Reducing Parent-Child Conflict

Parent-child conflict occurs for many reasons. When it does occur, the entire family can be thrown into emotional turmoil. Resolving a parent-child conflict requires the participation of everyone involved.

Communication is a very beneficial tool in resolving conflict. When parenting, we need to listen to our kids and consider their input. Understanding why parent-child conflict occurs and how to resolve it can help bring harmony back to the entire family.

An important feature of parent-child relationships that affects the negativity of conflicts is that the relationships are not voluntary (i.e., kids do not pick their moms and dads). Like marriage partners, moms and dads and their children develop considerable intimacy. More so than spouses, however, moms and dads and their kids are "bound" in a family relationship, which can serve to intensify serious conflicts between them. Family disputes often represent underlying relational struggles regarding power or intimacy.

Regardless of the "involuntary" nature of parent-child relationships, family conflict has the potential to positively impact kids in the long-run. Childhood conflict interactions can contribute positively to personal and social development because the child is learning conflict resolution skills (assuming the parent is modeling such skills during and after conflict arises).

In addition, moms and dads can develop their negotiation skills in conflicts with their kids. To garner such positive rewards from conflict interactions, family members need two basic skills for conflict management: (a) flexibility versus rigidity and (b) the ability to manage conflict without escalating the severity of the problem.

I am often asked, “What is the best way to reduce conflict with my children?” The #1 thing parents can do to reduce conflict is to teach “self-reliance.” How? By giving them age-appropriate amounts of freedom.

Honor your kid’s need for freedom and exploration while teaching him/her to be safe. After all, you want your son or daughter to develop the ability to survive and thrive without you someday. You are not going to be around forever. You should want your youngster to safely and responsibly handle ever-increasing freedom. Thus, slowly increase the freedom you give your youngster while you teach her/him how to handle that additional freedom.

Your parenting job is to teach your kids to satisfy their need for freedom while you satisfy your need for keeping them safe. This is the process that helps moms and dads and kids handle their inherent conflict. (As an important side-note, safety always comes before freedom, which means that children will not always be able to do what they want if the parent views it as unsafe).

So the next time you get into an argument with your adolescent who wants permission to attend a birthday party that you are worried about, or your 10-year-old wants to go a movie with a friend without adult supervision, or your 3-year-old wants to wander further away from the front porch than you feel comfortable with, take a moment to remember the inherent conflict between you and your youngster.

Data records:
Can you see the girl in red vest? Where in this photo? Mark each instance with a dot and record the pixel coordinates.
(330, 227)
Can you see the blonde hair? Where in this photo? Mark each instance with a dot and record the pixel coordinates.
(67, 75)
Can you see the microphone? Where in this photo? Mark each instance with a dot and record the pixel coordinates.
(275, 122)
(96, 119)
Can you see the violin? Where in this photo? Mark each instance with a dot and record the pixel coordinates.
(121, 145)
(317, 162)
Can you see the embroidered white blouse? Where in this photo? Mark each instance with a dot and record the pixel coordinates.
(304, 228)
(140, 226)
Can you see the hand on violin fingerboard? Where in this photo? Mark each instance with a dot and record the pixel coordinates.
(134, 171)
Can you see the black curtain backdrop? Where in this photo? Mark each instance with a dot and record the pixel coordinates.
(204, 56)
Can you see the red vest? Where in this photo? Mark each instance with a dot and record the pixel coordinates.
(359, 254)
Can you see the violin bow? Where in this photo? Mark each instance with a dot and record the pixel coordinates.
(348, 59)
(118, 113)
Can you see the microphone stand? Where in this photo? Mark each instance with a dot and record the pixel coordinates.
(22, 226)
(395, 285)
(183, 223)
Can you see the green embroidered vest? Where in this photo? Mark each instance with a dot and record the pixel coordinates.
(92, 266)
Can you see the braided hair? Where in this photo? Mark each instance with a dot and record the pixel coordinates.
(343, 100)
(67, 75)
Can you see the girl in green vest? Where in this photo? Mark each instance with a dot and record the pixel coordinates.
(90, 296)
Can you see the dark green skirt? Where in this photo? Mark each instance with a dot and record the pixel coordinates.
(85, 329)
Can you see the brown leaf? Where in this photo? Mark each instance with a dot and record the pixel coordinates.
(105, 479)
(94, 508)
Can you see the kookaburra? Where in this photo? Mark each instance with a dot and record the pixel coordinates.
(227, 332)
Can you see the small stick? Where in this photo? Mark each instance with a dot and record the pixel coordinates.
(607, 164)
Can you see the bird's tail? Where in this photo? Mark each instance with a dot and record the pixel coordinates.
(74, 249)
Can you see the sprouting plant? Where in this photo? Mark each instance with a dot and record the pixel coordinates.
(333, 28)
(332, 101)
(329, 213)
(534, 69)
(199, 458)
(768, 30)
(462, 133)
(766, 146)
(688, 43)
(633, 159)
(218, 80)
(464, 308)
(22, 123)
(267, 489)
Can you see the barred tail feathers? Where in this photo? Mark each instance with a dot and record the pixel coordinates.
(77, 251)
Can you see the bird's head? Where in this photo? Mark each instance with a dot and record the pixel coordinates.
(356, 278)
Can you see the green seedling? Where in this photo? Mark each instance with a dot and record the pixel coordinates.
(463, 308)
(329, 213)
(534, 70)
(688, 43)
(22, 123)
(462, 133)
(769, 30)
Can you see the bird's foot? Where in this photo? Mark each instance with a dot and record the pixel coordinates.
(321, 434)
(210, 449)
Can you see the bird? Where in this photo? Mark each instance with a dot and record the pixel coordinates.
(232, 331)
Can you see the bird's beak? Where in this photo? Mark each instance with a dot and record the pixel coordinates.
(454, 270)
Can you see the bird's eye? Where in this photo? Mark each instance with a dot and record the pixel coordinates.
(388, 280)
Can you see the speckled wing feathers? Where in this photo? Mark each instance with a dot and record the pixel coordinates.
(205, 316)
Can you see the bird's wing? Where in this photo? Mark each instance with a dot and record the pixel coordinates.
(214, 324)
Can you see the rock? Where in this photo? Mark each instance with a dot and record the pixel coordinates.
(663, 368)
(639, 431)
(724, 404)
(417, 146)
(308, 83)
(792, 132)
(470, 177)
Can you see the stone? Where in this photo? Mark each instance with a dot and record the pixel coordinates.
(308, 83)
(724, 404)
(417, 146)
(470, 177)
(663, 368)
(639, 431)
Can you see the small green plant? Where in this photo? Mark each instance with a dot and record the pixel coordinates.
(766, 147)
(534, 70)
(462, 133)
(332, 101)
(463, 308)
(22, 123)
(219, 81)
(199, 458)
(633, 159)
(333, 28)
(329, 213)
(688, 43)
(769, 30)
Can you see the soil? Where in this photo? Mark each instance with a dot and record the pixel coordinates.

Task to carry out:
Please answer from the article on parent-child conflict: what does it say is the number one thing parents can do to reduce conflict with their children?

Output of the task:
Teach self-reliance by giving children age-appropriate amounts of freedom.